**DIRECTION:** Exact copies are required of the lines from the line containing "If you could pick out the concrete" through the final line of the listing, both included, and of no other lines.
*-*-*
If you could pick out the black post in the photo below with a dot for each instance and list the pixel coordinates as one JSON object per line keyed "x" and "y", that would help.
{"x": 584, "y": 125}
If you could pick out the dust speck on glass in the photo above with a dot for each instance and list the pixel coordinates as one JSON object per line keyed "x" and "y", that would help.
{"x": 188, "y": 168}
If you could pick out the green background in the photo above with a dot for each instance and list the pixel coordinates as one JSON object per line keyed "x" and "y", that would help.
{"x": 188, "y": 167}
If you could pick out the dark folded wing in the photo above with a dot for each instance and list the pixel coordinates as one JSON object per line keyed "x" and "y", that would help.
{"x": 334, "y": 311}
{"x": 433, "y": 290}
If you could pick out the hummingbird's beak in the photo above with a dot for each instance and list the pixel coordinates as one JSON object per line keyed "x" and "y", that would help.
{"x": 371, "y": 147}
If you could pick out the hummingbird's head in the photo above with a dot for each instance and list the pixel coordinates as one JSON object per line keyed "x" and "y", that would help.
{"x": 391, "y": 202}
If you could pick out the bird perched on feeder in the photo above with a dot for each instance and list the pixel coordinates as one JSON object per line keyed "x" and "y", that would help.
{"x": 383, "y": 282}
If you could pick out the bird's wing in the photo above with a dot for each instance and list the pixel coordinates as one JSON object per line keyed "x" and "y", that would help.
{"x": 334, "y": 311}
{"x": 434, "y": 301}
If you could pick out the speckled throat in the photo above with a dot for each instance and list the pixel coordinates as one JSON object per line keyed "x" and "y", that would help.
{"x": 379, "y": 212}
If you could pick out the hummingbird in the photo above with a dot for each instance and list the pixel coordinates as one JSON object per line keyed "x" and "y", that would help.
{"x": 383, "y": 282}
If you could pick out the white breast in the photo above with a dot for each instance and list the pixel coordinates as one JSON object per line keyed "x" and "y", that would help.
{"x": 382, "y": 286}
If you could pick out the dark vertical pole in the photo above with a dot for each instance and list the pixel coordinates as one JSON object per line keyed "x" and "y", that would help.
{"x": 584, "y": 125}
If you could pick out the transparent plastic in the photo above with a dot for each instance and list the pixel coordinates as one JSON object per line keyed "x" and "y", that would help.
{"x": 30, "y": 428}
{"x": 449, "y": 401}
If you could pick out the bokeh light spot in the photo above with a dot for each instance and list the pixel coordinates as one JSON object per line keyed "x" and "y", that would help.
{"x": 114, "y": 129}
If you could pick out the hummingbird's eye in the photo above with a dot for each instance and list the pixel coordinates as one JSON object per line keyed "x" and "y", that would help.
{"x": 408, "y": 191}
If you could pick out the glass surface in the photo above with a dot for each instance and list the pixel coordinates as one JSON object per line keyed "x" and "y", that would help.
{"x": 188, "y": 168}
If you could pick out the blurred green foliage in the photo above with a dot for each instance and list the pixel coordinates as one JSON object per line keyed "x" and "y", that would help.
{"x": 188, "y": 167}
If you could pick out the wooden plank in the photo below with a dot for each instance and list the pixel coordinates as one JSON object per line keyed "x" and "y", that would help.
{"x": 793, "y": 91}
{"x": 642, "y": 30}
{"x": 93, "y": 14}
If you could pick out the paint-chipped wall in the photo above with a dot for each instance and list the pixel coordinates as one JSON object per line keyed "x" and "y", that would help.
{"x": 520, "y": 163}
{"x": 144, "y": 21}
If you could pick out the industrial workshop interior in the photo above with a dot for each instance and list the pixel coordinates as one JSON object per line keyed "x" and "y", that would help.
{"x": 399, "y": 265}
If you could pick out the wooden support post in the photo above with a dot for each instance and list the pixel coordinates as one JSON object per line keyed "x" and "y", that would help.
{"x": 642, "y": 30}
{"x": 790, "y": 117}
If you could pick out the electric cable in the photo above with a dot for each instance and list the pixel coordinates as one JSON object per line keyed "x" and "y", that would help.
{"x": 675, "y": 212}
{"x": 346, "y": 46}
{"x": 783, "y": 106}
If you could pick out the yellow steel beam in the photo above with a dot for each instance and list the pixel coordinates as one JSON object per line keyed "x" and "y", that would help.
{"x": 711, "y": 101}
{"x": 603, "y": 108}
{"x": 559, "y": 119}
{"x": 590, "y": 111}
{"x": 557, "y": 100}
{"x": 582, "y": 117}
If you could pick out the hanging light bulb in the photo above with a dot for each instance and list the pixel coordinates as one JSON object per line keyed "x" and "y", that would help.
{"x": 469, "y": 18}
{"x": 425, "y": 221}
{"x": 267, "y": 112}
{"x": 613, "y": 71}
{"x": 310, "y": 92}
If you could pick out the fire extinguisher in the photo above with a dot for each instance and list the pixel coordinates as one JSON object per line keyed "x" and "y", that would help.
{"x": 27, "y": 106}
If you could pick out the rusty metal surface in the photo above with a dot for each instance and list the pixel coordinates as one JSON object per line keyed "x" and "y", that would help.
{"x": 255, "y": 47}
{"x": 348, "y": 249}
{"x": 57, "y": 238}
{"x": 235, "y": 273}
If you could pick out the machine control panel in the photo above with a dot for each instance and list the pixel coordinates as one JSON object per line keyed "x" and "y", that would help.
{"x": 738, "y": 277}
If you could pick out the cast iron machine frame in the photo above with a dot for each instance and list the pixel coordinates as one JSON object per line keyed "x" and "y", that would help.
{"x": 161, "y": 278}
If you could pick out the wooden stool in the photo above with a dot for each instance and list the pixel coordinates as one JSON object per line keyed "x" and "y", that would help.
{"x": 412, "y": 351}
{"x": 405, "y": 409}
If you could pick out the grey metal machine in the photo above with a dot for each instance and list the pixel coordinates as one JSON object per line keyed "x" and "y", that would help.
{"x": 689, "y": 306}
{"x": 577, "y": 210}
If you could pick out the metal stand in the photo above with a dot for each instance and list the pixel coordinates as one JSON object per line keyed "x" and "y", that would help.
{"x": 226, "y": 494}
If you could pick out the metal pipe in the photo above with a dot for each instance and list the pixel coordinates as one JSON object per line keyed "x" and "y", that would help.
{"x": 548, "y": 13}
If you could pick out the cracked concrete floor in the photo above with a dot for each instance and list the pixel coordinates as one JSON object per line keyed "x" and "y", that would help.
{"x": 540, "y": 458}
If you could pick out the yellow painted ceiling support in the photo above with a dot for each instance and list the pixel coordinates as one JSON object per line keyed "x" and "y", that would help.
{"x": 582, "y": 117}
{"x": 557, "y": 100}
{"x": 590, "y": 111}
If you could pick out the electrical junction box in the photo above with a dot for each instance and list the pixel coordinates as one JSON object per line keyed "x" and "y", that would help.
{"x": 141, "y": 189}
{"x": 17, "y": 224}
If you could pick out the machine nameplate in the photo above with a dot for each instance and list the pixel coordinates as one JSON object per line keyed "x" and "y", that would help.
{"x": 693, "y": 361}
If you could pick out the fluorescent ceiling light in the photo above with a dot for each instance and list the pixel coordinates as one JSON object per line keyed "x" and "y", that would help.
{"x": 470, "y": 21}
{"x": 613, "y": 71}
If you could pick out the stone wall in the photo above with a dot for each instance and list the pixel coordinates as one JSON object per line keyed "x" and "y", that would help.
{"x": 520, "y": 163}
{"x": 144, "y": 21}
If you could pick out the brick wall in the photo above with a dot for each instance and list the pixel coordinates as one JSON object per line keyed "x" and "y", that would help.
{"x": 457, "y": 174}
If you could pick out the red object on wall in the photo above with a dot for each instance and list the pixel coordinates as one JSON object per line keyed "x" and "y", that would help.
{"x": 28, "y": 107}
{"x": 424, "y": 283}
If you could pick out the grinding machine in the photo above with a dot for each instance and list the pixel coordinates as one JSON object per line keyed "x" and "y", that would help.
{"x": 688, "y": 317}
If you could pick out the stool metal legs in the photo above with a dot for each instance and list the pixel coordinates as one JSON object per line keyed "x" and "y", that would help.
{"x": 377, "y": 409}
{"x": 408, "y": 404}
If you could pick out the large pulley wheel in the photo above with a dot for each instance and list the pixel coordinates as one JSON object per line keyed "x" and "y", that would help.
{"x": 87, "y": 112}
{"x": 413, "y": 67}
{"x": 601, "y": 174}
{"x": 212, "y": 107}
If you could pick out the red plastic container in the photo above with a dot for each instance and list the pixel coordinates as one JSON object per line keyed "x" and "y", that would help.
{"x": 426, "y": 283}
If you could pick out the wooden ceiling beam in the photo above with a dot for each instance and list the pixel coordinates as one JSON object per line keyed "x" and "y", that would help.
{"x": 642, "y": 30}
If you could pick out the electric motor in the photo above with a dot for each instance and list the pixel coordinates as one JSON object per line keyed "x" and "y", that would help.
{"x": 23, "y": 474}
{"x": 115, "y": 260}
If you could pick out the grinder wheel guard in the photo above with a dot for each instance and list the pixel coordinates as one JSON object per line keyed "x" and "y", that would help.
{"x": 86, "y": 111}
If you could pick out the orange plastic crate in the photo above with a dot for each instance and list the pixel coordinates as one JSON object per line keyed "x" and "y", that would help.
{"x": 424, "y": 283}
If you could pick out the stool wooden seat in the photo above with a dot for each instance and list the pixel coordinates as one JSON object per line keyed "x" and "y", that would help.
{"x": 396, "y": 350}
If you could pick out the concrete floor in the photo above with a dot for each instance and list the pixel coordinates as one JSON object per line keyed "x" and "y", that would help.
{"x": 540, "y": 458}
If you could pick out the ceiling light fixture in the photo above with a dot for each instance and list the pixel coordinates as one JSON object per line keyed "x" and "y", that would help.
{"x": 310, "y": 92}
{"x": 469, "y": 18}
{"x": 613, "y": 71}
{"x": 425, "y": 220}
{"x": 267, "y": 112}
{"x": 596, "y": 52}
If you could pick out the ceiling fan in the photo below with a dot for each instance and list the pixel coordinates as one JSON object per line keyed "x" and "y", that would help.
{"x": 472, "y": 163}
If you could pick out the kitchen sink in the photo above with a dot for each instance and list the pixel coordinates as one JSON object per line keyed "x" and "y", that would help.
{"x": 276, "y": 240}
*-*-*
**TASK RESULT:**
If you could pick out the concrete floor in the photo above with a dot for each instance and list the pixel coordinates as one JSON object per line keyed "x" and "y", that would help.
{"x": 540, "y": 458}
If you could pick out the ceiling light fixture in the photo above with a dot for each instance and list the pixel coordinates as one JSON object per line keyed "x" and "y", that would help.
{"x": 310, "y": 92}
{"x": 469, "y": 18}
{"x": 613, "y": 71}
{"x": 425, "y": 220}
{"x": 267, "y": 112}
{"x": 596, "y": 52}
If you could pick out the ceiling fan in the photo below with a dot for each instance and list the pixel coordinates as one JSON object per line keyed "x" and "y", that would help.
{"x": 472, "y": 163}
If you could pick out the kitchen sink in the photo above with a dot for each instance and list the pixel coordinates as one JSON object per line keyed "x" and "y", that would help.
{"x": 276, "y": 240}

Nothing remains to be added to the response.